### STATED TASK A
Return the part of the Tony Lloyd passage starting with "British tennis player" and going on through "by John Alexander.", copied word for word.

─── PASSAGE TO READ

Tony Lloyd
- Full name: Anthony Lloyd
- Country (sports): United Kingdom
- Born: 3 December 1956 (age 69) Leigh-on-Sea, Essex

Singles
- Career record: 1–2
- Career titles: 0

Grand Slam singles results
- Wimbledon: 1R (1977)

Doubles
- Career record: 8–8
- Career titles: 0

Grand Slam doubles results
- Wimbledon: 3R (1979, 1980)

= Tony Lloyd (tennis) =

British tennis player

Anthony Lloyd (born 3 December 1956) is a British former professional tennis player.

==Biography==
Lloyd is the youngest of three brothers who played tennis at the top level. Two brothers, David Lloyd and John Lloyd, represented Great Britain in the Davis Cup. All three appeared in the main singles draw of the 1977 Wimbledon Championships, which was Tony's only Grand Slam appearance in singles. Given a wild card into the main draw, Lloyd was defeated in the first round by John Alexander.

──────
─── DATA SUPPLIED

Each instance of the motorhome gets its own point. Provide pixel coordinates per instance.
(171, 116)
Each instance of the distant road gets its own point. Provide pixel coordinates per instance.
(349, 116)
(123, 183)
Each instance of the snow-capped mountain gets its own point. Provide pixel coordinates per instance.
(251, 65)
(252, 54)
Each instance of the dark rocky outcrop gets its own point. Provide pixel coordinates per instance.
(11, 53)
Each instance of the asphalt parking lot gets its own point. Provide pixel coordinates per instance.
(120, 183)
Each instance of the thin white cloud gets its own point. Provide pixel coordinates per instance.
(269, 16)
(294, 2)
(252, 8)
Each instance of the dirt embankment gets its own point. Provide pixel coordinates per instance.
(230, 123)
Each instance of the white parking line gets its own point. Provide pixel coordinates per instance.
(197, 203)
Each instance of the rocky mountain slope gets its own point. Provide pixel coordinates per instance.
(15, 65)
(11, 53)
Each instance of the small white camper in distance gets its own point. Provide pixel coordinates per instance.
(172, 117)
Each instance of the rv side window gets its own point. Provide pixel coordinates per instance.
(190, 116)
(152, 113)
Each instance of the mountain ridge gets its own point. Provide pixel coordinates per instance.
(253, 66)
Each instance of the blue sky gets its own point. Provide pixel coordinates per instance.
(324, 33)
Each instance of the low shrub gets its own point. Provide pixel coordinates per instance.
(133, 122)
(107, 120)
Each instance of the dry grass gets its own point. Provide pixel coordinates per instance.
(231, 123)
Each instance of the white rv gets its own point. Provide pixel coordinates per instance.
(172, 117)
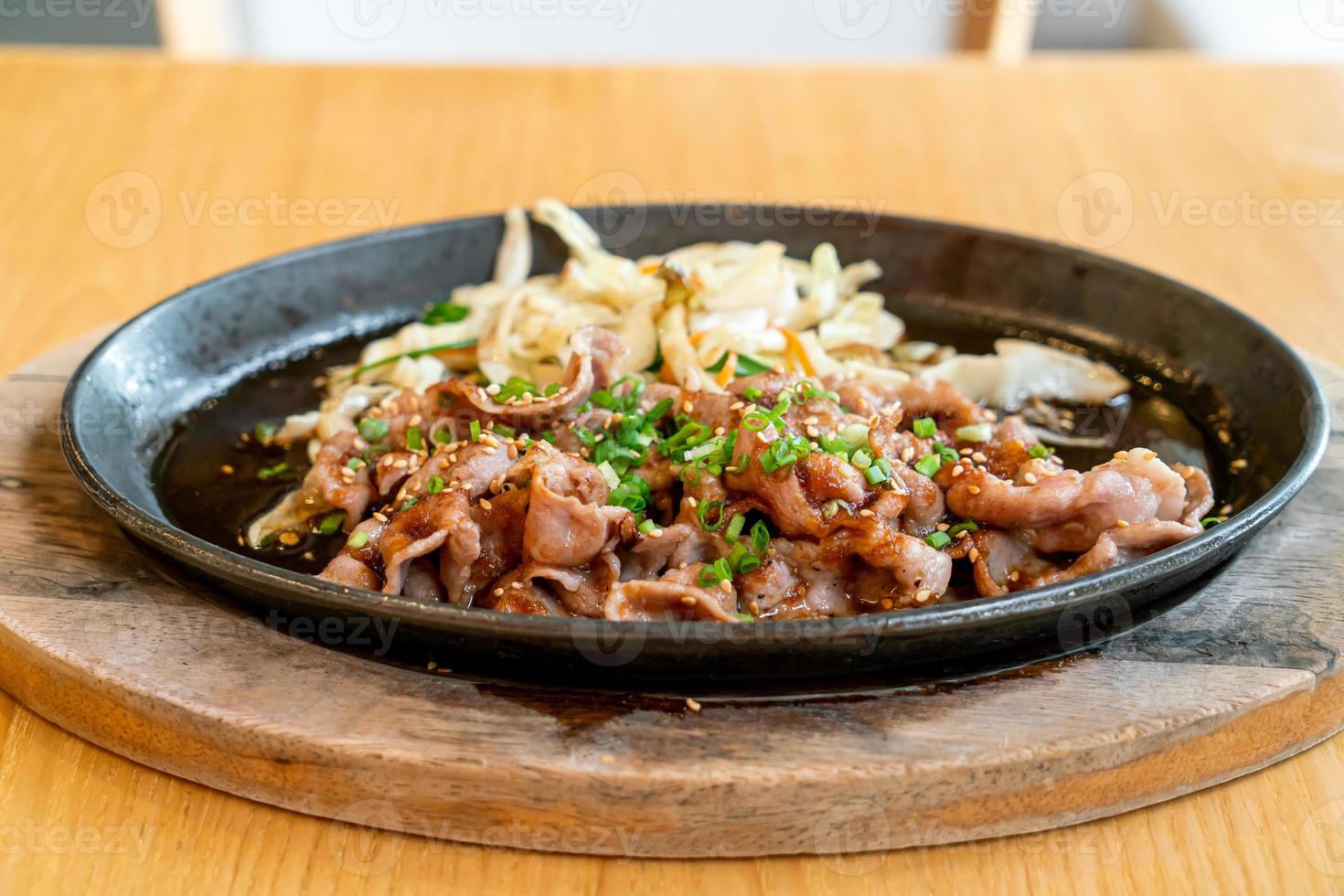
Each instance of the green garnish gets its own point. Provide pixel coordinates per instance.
(760, 538)
(277, 472)
(372, 429)
(707, 511)
(331, 523)
(748, 366)
(975, 432)
(445, 314)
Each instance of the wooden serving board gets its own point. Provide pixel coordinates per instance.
(103, 641)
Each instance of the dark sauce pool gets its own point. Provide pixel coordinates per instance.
(199, 497)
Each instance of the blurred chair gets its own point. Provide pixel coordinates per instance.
(1000, 28)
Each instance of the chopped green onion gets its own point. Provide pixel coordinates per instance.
(277, 472)
(722, 570)
(445, 314)
(265, 432)
(760, 538)
(331, 523)
(372, 429)
(746, 366)
(609, 475)
(709, 509)
(976, 432)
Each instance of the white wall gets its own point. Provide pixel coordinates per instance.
(749, 31)
(580, 31)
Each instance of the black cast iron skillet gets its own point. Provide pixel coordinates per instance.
(1221, 367)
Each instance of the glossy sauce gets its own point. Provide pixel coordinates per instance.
(218, 507)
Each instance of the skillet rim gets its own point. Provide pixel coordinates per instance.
(262, 578)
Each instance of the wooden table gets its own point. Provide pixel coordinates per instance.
(125, 177)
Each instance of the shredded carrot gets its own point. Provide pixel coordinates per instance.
(730, 368)
(798, 352)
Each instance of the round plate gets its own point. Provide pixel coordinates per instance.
(1226, 371)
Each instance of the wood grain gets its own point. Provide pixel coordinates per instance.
(958, 140)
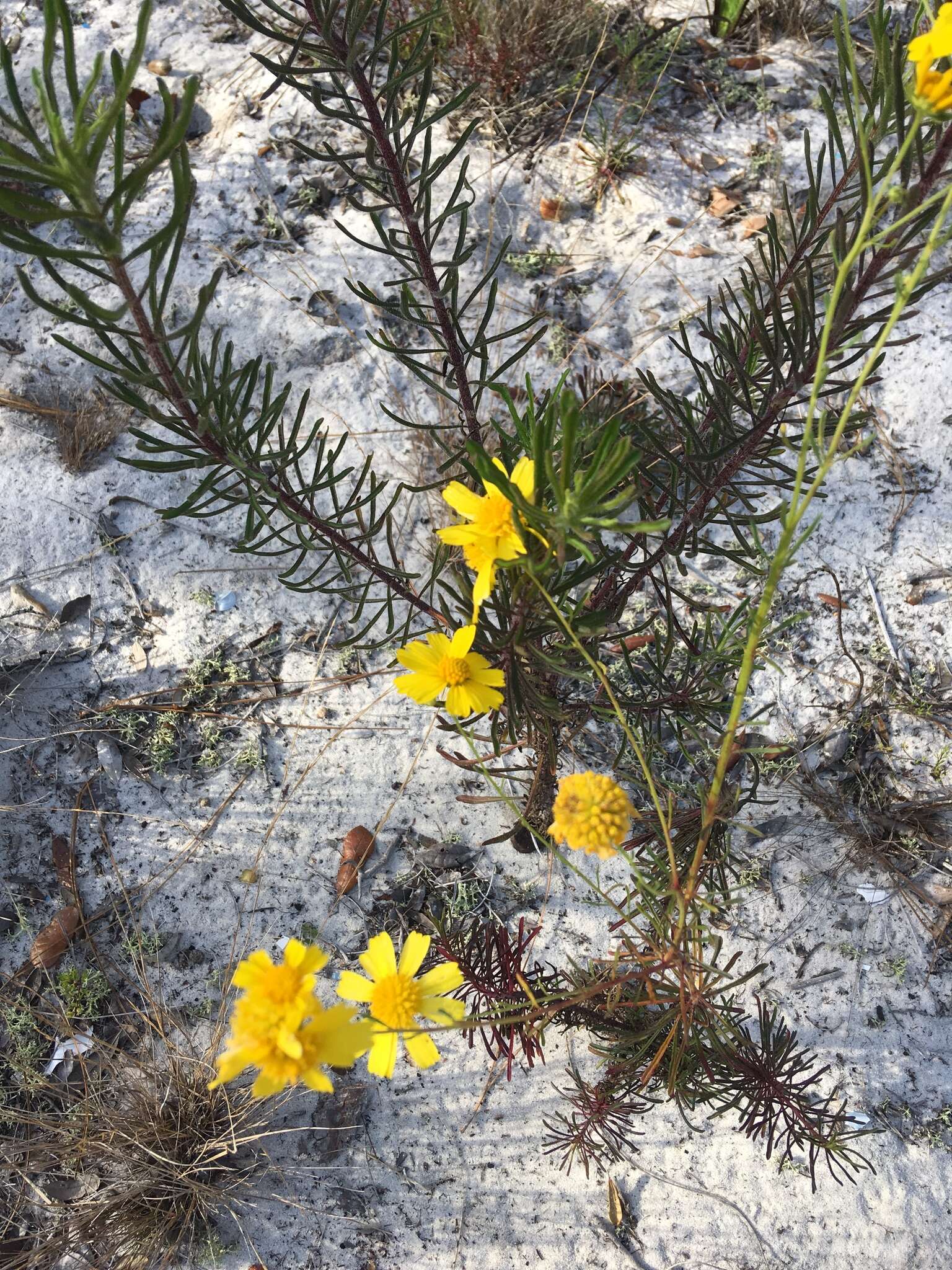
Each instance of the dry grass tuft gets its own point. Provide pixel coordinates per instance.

──────

### STATED TASK B
List every line in the rows that contains the string "sauce", treating uppercase and lowercase as different.

### TASK OUTPUT A
British tennis player

Anthony Lloyd (born 3 December 1956) is a British former professional tennis player.

==Biography==
Lloyd is the youngest of three brothers who played tennis at the top level. Two brothers, David Lloyd and John Lloyd, represented Great Britain in the Davis Cup. All three appeared in the main singles draw of the 1977 Wimbledon Championships, which was Tony's only Grand Slam appearance in singles. Given a wild card into the main draw, Lloyd was defeated in the first round by John Alexander.

### TASK OUTPUT B
Each instance of the dark sauce pool gets its own point. Provide pixel coordinates per instance.
Each instance of the glossy sauce gets its own point. Provide pixel coordinates per instance.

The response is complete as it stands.